#### [What you have to do]
Identify every line in the records that contains the string "tail", and copy each such line. Matching is case-sensitive.

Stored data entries
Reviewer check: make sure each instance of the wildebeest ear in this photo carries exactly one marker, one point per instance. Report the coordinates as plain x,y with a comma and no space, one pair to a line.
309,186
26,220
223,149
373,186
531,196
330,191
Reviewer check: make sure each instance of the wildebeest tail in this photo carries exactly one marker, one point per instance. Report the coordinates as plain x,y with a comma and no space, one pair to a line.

#### [Written answer]
Reviewer check: make sure each instance of the wildebeest tail in this photo carries exactly one marker, one point per instance. Report the coordinates as plain x,y with a comma and no space, one pair to a line.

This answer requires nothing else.